Could you print the data that follows exactly as given?
■ ■ ■
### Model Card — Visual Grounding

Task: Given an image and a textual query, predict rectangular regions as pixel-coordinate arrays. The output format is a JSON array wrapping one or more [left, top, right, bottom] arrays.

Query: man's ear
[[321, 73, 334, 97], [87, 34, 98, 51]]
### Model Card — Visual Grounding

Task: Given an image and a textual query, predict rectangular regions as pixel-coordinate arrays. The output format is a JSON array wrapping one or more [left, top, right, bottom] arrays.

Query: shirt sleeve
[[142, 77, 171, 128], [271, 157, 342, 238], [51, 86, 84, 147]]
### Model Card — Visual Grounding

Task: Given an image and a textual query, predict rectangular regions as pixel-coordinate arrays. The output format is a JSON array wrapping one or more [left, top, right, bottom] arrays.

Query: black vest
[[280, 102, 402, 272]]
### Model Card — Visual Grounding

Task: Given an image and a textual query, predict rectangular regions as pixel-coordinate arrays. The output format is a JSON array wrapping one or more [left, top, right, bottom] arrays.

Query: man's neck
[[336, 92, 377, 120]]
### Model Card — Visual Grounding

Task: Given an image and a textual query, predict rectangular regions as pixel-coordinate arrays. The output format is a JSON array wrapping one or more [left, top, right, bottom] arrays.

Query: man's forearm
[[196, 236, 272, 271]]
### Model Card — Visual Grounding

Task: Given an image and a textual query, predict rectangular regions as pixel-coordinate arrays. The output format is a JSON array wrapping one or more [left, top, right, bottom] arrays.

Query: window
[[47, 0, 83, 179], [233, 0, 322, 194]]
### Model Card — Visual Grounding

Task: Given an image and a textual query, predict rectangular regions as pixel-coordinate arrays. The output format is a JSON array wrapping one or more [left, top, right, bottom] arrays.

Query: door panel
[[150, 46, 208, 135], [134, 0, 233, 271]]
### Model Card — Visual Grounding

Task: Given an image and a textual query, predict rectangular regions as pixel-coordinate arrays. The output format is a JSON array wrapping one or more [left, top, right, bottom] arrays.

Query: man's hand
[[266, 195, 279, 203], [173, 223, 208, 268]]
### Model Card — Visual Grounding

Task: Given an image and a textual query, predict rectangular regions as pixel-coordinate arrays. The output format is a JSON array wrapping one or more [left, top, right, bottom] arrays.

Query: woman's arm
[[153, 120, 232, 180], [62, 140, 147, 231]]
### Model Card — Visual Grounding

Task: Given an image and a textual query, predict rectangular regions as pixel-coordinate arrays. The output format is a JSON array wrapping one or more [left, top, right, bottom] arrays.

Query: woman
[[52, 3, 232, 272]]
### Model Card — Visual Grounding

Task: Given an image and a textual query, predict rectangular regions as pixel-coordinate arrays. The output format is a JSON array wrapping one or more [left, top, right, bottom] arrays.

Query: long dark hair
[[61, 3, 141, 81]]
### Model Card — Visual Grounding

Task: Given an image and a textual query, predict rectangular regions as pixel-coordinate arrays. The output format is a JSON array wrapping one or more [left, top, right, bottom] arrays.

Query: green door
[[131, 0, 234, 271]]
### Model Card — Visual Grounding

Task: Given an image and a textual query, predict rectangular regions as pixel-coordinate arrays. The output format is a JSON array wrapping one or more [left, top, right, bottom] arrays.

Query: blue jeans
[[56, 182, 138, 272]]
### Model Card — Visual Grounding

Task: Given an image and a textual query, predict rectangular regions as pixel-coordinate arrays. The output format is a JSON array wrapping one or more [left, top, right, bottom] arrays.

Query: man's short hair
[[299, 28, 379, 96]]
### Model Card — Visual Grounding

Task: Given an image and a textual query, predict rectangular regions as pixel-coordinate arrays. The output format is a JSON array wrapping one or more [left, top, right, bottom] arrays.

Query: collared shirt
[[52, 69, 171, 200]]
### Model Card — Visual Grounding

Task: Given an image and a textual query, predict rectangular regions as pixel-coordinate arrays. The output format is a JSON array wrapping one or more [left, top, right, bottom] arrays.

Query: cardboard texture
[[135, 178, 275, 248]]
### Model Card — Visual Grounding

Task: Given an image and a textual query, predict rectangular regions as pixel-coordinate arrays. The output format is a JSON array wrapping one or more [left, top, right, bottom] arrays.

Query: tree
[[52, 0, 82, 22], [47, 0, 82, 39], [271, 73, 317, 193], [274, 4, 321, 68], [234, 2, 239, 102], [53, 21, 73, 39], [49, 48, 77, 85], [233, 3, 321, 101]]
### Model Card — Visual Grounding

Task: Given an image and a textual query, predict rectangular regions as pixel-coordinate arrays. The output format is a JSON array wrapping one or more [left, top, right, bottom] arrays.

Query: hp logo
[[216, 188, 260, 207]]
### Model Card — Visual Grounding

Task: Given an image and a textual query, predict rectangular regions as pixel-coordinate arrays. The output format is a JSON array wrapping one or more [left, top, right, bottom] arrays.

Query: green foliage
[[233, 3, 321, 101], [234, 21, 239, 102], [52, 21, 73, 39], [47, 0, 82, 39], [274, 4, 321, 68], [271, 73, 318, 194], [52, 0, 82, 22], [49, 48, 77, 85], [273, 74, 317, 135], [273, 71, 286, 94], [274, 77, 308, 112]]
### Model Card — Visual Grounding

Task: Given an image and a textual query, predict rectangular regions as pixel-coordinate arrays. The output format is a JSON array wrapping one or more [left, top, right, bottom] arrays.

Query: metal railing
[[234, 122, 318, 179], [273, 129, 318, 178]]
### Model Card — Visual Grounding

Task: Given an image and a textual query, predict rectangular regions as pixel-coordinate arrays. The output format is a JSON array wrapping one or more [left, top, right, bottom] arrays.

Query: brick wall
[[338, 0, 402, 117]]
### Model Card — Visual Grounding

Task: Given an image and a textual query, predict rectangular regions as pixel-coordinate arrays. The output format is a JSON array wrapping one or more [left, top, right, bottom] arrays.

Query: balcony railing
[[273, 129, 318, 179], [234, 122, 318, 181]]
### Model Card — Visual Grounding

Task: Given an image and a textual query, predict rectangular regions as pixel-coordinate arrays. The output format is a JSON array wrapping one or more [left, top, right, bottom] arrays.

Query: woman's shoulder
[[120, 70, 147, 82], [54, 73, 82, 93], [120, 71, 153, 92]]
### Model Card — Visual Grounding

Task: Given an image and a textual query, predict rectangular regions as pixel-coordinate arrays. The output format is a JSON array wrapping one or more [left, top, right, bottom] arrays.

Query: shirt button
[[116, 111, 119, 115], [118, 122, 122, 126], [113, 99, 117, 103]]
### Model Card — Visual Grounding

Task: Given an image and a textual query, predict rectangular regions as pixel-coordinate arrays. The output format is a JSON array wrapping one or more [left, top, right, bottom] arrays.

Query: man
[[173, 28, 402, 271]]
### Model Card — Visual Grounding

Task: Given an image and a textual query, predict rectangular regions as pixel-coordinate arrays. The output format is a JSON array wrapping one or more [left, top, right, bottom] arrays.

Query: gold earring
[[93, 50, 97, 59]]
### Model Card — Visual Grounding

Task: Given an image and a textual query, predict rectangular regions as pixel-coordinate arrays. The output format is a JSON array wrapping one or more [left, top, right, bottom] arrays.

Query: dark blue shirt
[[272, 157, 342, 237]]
■ ■ ■
_WRITTEN ANSWER_
### Model Card — Visual Grounding

Task: Given an image and a textual query, predict rectangular regions as pixel-coordinate arrays. The output format is a JSON array wrapping one or more [left, top, right, bottom] arrays.

Query: man's ear
[[321, 73, 334, 97], [87, 34, 98, 51]]
### Model Card — Visual Grounding

Task: Given an image and a textual query, predict rectangular regions as pixel-coordinate arrays. The output format is a JSON array wrapping one or more [left, top, right, bottom] arrays.

Query: shirt sleeve
[[142, 77, 171, 128], [271, 157, 342, 238], [51, 86, 84, 147]]
### Model Card — Visual Grounding

Task: Given an image and a textual query, predict rectangular regions as pixel-coordinate arrays. The output format is a JSON array wrapping one or more [left, top, right, bottom] arrays.

Query: black vest
[[280, 102, 402, 272]]
### Model Card — Visual Grounding

Task: Given an image and a textual query, predict rectangular regions as pixel-coordinate arrays. The output format is a JSON array wrapping one or more [left, top, right, bottom] arrays.

Query: man's neck
[[336, 92, 377, 120]]
### Model Card — Visual Grounding

Task: Given an image and a textual query, predict rectangular regions as pixel-coordinate arrays. The output format is a JSON array wrapping one or more [left, top, right, bottom] arrays.

Query: man's forearm
[[196, 236, 272, 271]]
### Model Card — Visual Grounding

Task: Given an image and a textual query, predict rectangular regions as pixel-coordinate arrays. The output format is a JSON array wrapping one or more [left, top, right, bottom] arrays.

Query: window
[[47, 0, 83, 179], [233, 0, 322, 194]]
### Model Card — Visual Grounding

Task: Given an image and a textual query, predict rectangular regions as pixel-coordinate arrays. The output format is a JSON array wrapping one or more [left, top, right, bottom] arrays.

Query: door panel
[[150, 46, 208, 135], [134, 0, 233, 271]]
### Model Card — Visual Grounding

Task: Given an image and a textual query, predict rectangular regions as pixel-coordinate arrays. The output format is a JSON array wrapping one or more [left, top, right, bottom] arrays.

Query: man's hand
[[266, 195, 279, 203], [173, 223, 208, 268]]
### Model Card — Visual Grounding

Task: Given an image and a textual query, predict rectangular regions as pixel-coordinate arrays. The output format is a JSON array wrapping one or more [left, top, right, bottom] arrays.

Query: woman's arm
[[153, 120, 232, 180], [62, 140, 147, 231]]
### Model Card — Visual Grounding

Task: Given an image and a textual query, predict rectangular regions as pixel-coordinate arrays. The output format is a JSON array wrapping one or more [left, top, right, bottom] arrays.

Query: woman
[[52, 3, 232, 272]]
### Model Card — Visual Grounding

Task: Given an image and a textual query, predict rectangular regions as pixel-coordinate arrays. The output format is a JSON array wrapping one or more [left, top, right, bottom] arrays.

Query: long dark hair
[[61, 3, 141, 81]]
### Model Card — Visual Grounding

Task: Given an image and a textual query, predict rectangular regions as pixel-coordinate arrays. The output format is a JSON array wrapping one or more [left, top, right, bottom] arrays.

Query: green door
[[131, 0, 234, 271]]
### Model Card — Visual Grounding

Task: Given an image and a textual query, predict rectangular regions as pixel-coordinate arrays. The output format is a JSON array wrapping one or more [left, top, right, bottom] arrays.

Query: blue jeans
[[56, 182, 138, 272]]
### Model Card — Visual Grounding

Task: Given an image and a textual query, predict rectangular regions as pixel-coordinate arrays. The output format is a JSON array wrapping one or more [left, top, right, bottom] arrays.

Query: man's short hair
[[299, 28, 379, 96]]
### Model Card — Visual Grounding

Task: Given an image and a textual query, predict rectangular regions as pixel-coordinate arrays. The output format is a JSON array wrapping one or more [left, top, right, bottom] arrays.

Query: collared shirt
[[52, 69, 171, 200]]
### Model Card — Visual Grounding

Task: Given an image and a textual query, predict rectangular regions as pixel-coordinate arrays. The output format is a JSON array wrapping one or more [left, top, right, bottom] arrays.

Query: cardboard texture
[[135, 178, 275, 248]]
### Model Card — Visual Grounding

Task: Given an image and a textual query, predict rectangular regions as pixel-coordinate arrays. The output format is a JSON array wrapping one or more [left, top, right, bottom] arrays.

Query: tree
[[52, 0, 82, 22], [47, 0, 82, 39], [271, 73, 317, 193], [274, 4, 321, 68], [234, 2, 239, 102], [53, 21, 73, 39], [49, 48, 77, 85], [233, 3, 321, 101]]
### Model Card — Visual Grounding

Task: Given an image and a textual query, predict rectangular regions as pixel-coordinate arrays. The output format is a JSON array wrapping one or more [left, top, right, bottom] arrays.

Query: hp logo
[[216, 188, 260, 207]]
### Model Card — Visual Grounding

Task: Given an image and a textual query, predict rectangular regions as pixel-coordinate arrays. The output format is a JSON array wrapping one or more [left, top, right, bottom] arrays.

Query: green foliage
[[233, 3, 321, 101], [234, 21, 239, 102], [52, 21, 73, 39], [47, 0, 82, 39], [274, 4, 321, 68], [271, 73, 318, 194], [52, 0, 82, 22], [49, 48, 77, 85], [273, 74, 317, 135], [273, 71, 286, 94], [274, 77, 308, 112]]
### Model Card — Visual Grounding

Task: Given an image and a textual query, predict rectangular regions as pixel-coordinate arrays. The output format is a JSON array wrapping one or more [left, top, right, bottom] arrays.

Query: metal railing
[[234, 122, 318, 179], [273, 129, 318, 178]]
### Model Card — Visual Grounding

Task: Given an image and a textual query, predict rectangular regions as pixel-coordinate arrays. The output format is a JSON array wrapping one or more [left, top, right, bottom] arrays.

Query: brick wall
[[338, 0, 402, 117]]
### Model Card — Visual Grounding

Task: Given an image and a textual query, predict rectangular regions as pixel-coordinate arrays. The output format is a JSON array wrapping one or more [left, top, right, bottom] arrays.

Query: balcony railing
[[273, 129, 318, 179], [234, 122, 318, 181]]
### Model Card — Visual Grounding

Task: Given an image and a textual query, predict rectangular regions as pixel-coordinate arrays. The output format is a JSON array wrapping one or more [left, top, right, bottom] arrays.

Query: woman's shoulder
[[120, 70, 147, 82], [54, 73, 82, 93], [120, 71, 153, 92]]
### Model Card — Visual Grounding

Task: Given an image and a textual query, predict rectangular regions as pixel-coordinate arrays. The output format is a JSON array wrapping one or more [left, top, right, bottom] arrays.

Query: shirt button
[[116, 111, 119, 115], [118, 122, 122, 126], [113, 99, 117, 103]]
### Model Card — Visual Grounding

Task: Given an image and a textual query, predict rectangular regions as pixel-coordinate arrays. The output format is a JSON array wrapping one or more [left, top, right, bottom] arrays.

Query: man
[[173, 28, 402, 271]]
### Model Card — Visual Grounding

Task: Given an image and a textual query, predict rectangular regions as pixel-coordinate arrays. The output format is a JSON array wrapping one or more [left, top, right, bottom] arrays.

Query: gold earring
[[93, 50, 97, 59]]
### Model Card — Visual Grounding

Task: Given an image and a textual query, predict rectangular regions as pixel-coordinate arrays. The output format is a JSON array wrapping one or more [left, top, right, bottom] arrays.

Query: dark blue shirt
[[272, 157, 342, 237]]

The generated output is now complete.